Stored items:

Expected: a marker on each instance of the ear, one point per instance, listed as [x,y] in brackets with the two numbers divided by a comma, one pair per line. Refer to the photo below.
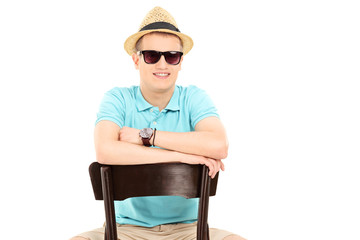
[136,59]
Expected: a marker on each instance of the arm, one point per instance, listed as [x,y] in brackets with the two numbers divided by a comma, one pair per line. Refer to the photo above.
[110,150]
[209,139]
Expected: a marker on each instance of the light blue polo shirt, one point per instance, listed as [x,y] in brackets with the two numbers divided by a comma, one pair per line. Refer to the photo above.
[127,107]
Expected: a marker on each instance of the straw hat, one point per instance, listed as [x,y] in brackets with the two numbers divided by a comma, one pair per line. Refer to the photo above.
[158,20]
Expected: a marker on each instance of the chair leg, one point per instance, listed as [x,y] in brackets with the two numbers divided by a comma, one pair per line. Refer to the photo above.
[106,181]
[202,226]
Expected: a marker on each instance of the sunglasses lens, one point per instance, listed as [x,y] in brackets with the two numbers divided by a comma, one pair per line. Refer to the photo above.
[151,57]
[172,58]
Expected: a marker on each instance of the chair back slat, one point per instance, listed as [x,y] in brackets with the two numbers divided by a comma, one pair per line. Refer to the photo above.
[165,179]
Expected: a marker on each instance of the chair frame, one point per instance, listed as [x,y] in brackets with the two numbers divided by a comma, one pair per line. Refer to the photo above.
[170,179]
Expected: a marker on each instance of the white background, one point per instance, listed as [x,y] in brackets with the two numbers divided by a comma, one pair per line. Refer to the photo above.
[284,75]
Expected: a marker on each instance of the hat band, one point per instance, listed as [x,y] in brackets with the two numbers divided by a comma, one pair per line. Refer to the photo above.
[160,25]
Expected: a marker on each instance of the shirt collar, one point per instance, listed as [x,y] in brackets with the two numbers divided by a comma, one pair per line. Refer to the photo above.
[142,104]
[173,105]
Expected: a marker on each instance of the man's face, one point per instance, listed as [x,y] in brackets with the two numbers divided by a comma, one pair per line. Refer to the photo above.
[161,76]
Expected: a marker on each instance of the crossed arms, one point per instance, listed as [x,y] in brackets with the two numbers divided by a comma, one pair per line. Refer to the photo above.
[206,145]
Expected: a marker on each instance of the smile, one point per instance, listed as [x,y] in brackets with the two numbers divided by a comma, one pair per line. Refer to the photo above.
[161,74]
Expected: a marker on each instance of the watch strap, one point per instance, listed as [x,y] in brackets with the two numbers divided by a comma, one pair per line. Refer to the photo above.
[146,141]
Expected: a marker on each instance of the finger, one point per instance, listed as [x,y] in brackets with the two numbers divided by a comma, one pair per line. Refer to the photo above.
[222,166]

◆ **What the task requires**
Please copy the lines of the listing above without any change, from the line containing "Expected: a marker on each instance of the watch" through the end of the listing, inclusive.

◆ **Solution to the problem**
Expected: a marker on each instance of the watch strap, one point per instance, listed as [x,y] in brackets with the two numbers divided by a comma, one pair per line. Refer to the photo above.
[146,141]
Expected: a marker on each instance of the finger, one point per instance, listed as [x,y] in brackets with the two numbers divided by a comma, one pair per line. Refer to the photo above.
[222,166]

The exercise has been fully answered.